_Parts of the exercise:_
1. Translate this sentence from the passage on multi-output Gaussian process prediction into Spanish: "For non-Gaussian likelihoods different methods such as Laplace approximation and variational methods are needed to approximate the estimators."
2. Go on with the passage on multi-output Gaussian process prediction, picking up right after its final sentence.

_Text section:_
%%
For a set of inputs \textbf{X}, the prior distribution over the vector \textbf{f}(\textbf{X}) is given by \mathcal{N}(\textbf{m}(\textbf{X}),\textbf{K}(\textbf{X},\textbf{X})), where \textbf{m}(\textbf{X}) is a vector that concatenates the mean vectors associated to the outputs and \textbf{K}(\textbf{X},\textbf{X}) is a block-partitioned matrix. The distribution of the outputs is taken to be Gaussian:

p(\textbf{y}\mid \textbf{f},\textbf{x}, \Sigma) = \mathcal{N}(\textbf{f}(\textbf{x}),\Sigma)

where \Sigma \in \mathcal{\textbf{R}}^{D \times D} is a diagonal matrix with elements \left\{\sigma_d^2\right\}_{d=1}^{D} specifying the noise for each output. Using this form for the likelihood, the predictive distribution for a new vector \textbf{x}_* is:

p(\textbf{f}(\textbf{x}_*)\mid\textbf{S},\textbf{f},\textbf{x}_*,\phi) = \mathcal{N}(\textbf{f}_*(\textbf{x}_*),\textbf{K}_*(\textbf{x}_*,\textbf{x}_*))

where \textbf{S} is the training data, and \phi is a set of hyperparameters for \textbf{K}(\textbf{x},\textbf{x}') and \Sigma.

Equations for \textbf{f}_* and \textbf{K}_* can then be obtained:

\textbf{f}_*(\textbf{x}_*) = \textbf{K}_{\textbf{x}_*}^T(\textbf{K}(\textbf{X},\textbf{X}) + \boldsymbol\Sigma)^{-1}\bar{\textbf{y}}
\textbf{K}_*(\textbf{x}_*,\textbf{x}_*) = \textbf{K}(\textbf{x}_*,\textbf{x}_*) - \textbf{K}_{\textbf{x}_*}(\textbf{K}(\textbf{X},\textbf{X}) + \boldsymbol\Sigma)^{-1}\textbf{K}_{\textbf{x}_*}^T

where \boldsymbol\Sigma = \Sigma \otimes \textbf{I}_N, \textbf{K}_{\textbf{x}_*} \in \mathcal{\textbf{R}}^{D \times ND} has entries (\textbf{K}(\textbf{x}_*,\textbf{x}_j))_{d,d'} for j = 1,\cdots,N and d,d' = 1,\cdots,D. Note that the predictor \textbf{f}^* is identical to the predictor derived in the regularization framework. For non-Gaussian likelihoods different methods such as Laplace approximation and variational methods are needed to approximate the estimators.
%%
_Entries:_
%%
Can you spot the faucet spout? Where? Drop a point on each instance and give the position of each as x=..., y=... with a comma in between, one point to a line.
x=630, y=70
%%
%%
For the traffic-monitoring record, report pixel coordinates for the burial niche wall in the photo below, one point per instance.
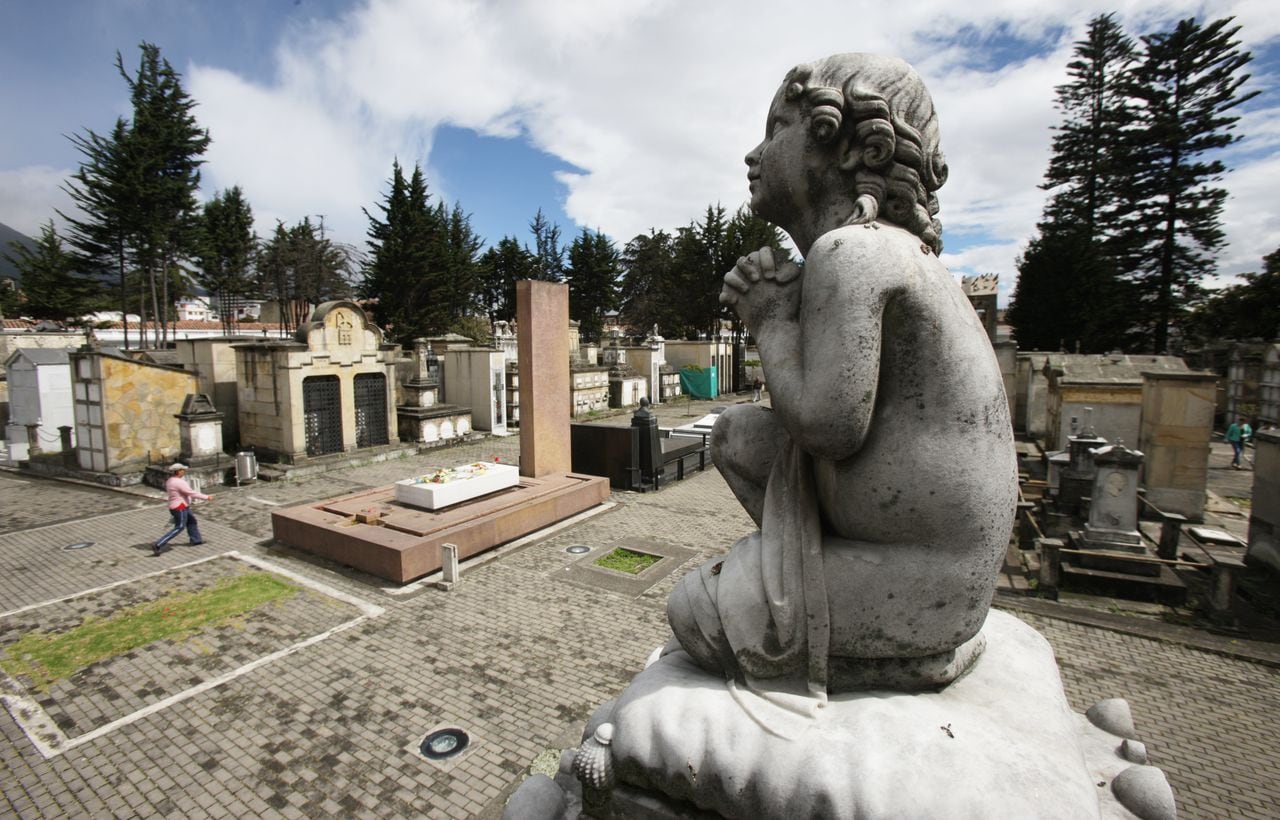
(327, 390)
%%
%%
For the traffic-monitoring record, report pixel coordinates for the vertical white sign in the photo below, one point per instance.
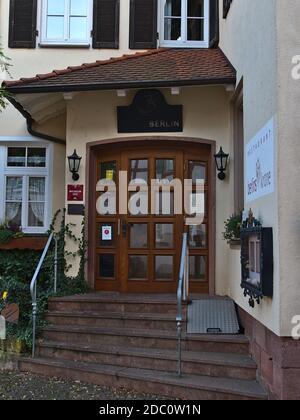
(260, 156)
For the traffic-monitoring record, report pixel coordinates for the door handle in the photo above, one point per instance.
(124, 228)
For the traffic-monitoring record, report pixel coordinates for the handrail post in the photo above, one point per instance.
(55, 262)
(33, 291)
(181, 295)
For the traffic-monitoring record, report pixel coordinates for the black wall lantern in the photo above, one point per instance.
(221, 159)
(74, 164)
%%
_Responses by task:_
1. Para verosimilitudes no gaussianas, se necesitan métodos distintos, como la aproximación de Laplace y los métodos variacionales, para aproximar los estimadores.

2.
Example kernels

Separable

A simple, but broadly applicable, class of multi-output kernels can be separated into the product of a kernel on the input-space and a kernel representing the correlations among the outputs:[8]

(\mathbf{K}(\mathbf{x},\mathbf{x'}))_{d,d'} = k(\mathbf{x},\mathbf{x'})k_T(d,d')
k: scalar kernel on \mathcal{X} \times \mathcal{X}
k_T: scalar kernel on \{1, \ldots ,D\} \times \{1, \ldots ,D\}

In matrix form: \mathbf{K}(\mathbf{x},\mathbf{x'}) = k(\mathbf{x},\mathbf{x'})\mathbf{B}    where \mathbf{B} is a D \times D symmetric and positive semi-definite matrix. Note, setting \mathbf{B} to the identity matrix treats the outputs as unrelated and is equivalent to solving the scalar-output problems separately.

For a slightly more general form, adding several of these kernels yields sum of separable kernels (SoS kernels).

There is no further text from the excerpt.